### [Supplied records]
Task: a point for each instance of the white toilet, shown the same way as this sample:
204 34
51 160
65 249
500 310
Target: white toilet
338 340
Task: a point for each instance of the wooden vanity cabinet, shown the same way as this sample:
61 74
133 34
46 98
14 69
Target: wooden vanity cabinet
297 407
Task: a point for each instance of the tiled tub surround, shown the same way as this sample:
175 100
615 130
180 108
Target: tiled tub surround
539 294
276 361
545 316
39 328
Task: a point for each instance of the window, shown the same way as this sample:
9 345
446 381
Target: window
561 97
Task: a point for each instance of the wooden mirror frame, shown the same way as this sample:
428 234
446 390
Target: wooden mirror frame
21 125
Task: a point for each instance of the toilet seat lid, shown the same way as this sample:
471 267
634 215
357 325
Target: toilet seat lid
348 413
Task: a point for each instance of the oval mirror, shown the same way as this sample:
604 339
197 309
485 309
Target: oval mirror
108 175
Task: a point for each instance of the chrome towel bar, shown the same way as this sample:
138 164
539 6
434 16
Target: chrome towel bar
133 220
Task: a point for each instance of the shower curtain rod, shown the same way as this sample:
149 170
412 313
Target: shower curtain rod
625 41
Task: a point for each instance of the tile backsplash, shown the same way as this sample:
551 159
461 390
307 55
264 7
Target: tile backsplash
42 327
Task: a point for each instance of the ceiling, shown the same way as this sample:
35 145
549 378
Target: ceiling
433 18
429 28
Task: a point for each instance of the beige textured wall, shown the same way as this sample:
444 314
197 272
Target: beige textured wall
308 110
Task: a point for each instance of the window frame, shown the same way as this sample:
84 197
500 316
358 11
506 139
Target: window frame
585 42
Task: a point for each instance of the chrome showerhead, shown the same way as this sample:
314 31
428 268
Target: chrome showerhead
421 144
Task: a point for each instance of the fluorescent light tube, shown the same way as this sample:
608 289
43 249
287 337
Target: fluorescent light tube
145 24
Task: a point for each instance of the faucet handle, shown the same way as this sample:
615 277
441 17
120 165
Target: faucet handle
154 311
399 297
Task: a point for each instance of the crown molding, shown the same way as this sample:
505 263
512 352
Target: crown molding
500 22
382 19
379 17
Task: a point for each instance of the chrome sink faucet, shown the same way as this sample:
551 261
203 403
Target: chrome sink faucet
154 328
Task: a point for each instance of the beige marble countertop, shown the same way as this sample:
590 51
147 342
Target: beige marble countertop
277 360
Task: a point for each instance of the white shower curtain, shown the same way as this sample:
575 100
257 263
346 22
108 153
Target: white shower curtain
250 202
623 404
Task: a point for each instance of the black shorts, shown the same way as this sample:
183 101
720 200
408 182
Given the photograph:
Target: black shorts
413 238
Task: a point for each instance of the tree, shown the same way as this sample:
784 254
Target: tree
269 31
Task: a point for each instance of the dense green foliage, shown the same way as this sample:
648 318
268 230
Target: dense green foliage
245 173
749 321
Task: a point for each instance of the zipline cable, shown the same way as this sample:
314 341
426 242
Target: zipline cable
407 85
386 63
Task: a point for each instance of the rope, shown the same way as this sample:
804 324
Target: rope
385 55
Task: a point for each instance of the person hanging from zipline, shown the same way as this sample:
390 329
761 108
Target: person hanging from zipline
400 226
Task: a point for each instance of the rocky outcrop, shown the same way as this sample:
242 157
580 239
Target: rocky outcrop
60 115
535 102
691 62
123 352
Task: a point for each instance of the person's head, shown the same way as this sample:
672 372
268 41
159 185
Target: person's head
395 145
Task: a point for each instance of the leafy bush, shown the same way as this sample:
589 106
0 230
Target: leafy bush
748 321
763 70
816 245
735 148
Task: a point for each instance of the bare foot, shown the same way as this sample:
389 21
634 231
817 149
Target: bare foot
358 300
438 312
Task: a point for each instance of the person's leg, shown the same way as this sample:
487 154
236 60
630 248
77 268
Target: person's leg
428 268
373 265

### [Instructions for the task]
Transcribe each record shown above, exactly.

### [Written response]
Task: a point for each instance of the white toilet, shown the same way as this sample:
204 34
51 160
65 249
500 310
Target: white toilet
338 340
Task: a point for each instance of the wooden vanity cabinet, shown the same way as this sample:
61 74
133 34
46 98
14 69
Target: wooden vanity cabinet
297 407
Task: a point for each instance of the tiled tub surround, shown the same way as this sample:
175 100
615 130
180 108
Target: tiled tub surround
539 294
276 361
545 316
39 328
Task: a point for each instance of the window, shown the same way as this sample:
9 345
446 381
Target: window
561 97
Task: a point for each instance of the wooden mirror frame, shown the same way as this sample:
428 234
446 390
Target: wooden mirror frame
21 125
Task: a point for each instance of the toilet seat lid, shown the same way as this sample:
471 267
634 215
357 325
Target: toilet seat lid
348 413
Task: a point for each instance of the oval mirror, shown the same way as this sample:
604 339
197 309
485 309
Target: oval mirror
108 175
Task: a point for each instance of the chrome towel bar, shown the same way as this sample:
138 164
539 6
434 16
Target: chrome towel bar
133 220
Task: a point for each instance of the shower curtain rod, shown the same way as this sample:
149 170
412 313
Target: shower curtain rod
625 41
Task: a point for each instance of the tile backsplash, shown the same way as this sample:
551 159
461 390
307 55
264 7
Target: tile backsplash
42 327
Task: a point for each instance of the ceiling, shown the same way as this sample:
35 145
549 378
Target: ceiling
433 18
429 28
Task: a point for each instance of the beige textured wall, shown the same way as this sample:
444 314
197 272
Target: beige textured wall
308 110
Task: a point for each instance of the window frame, shown the same way as this sample:
84 197
500 316
358 11
506 139
Target: window frame
585 42
Task: a point for each instance of the chrome showerhead, shown the same way as this sample:
314 31
428 268
Target: chrome showerhead
421 144
Task: a point for each instance of the fluorescent light tube, shown the same way as this sample:
608 289
43 249
287 337
Target: fluorescent light tube
145 24
Task: a point for each instance of the faucet handle, shown the same way as this sample:
615 277
441 17
120 165
Target: faucet handle
154 311
399 297
Task: a point for each instance of the crown molding, shown the same way as this sample:
505 263
512 352
Target: crown molding
500 22
382 19
379 17
Task: a point for each instance of the chrome sink faucet, shown the same way as this sample:
551 261
203 403
Target: chrome sink faucet
154 328
Task: a point for each instance of the beige marble countertop, shown the same way as this sample:
590 51
147 342
Target: beige marble countertop
277 360
Task: a point for each instance of the white shower curtain, shown the same way as this sample:
575 100
257 263
346 22
108 153
Target: white shower curtain
250 202
623 404
Task: a point for each instance of the black shorts, shown the same way as this sample:
183 101
720 200
408 182
Given the photograph:
Target: black shorts
413 238
Task: a point for each instance of the tree, shown the same way as this sample:
784 254
Target: tree
269 31
Task: a point for each instance of the dense green foliage, shown the same way as this sample:
648 318
268 230
Target: dense green foliage
245 173
749 321
Task: a point for each instance of the zipline cable, shown the same way as this sample:
314 341
426 242
Target: zipline cable
407 85
386 63
Task: a point for each instance of the rope, shown the same way as this sample:
804 324
Target: rope
385 55
Task: a point for each instance of the person hanging from zipline, shown the same way as this sample:
390 329
761 108
Target: person hanging from zipline
400 226
Task: a point for each instance of the rocky outcrop, shown the same way as this sample:
242 157
580 239
Target: rocky outcrop
60 115
535 102
691 62
123 352
Task: a point for each instance of the person's head, shown the same way as this sample:
672 372
268 41
159 185
Target: person's head
395 145
Task: a point for each instance of the leafy bush, shown the same way as this sample:
589 106
0 230
Target: leafy bush
748 321
763 70
816 245
735 148
Task: a point for each instance of the bare foot, shown the same way as this sample:
389 21
634 231
817 149
Target: bare foot
358 300
438 312
Task: a point for each instance of the person's leg, shown the same way as this sample:
487 154
236 60
630 248
77 268
Target: person's leg
428 268
373 265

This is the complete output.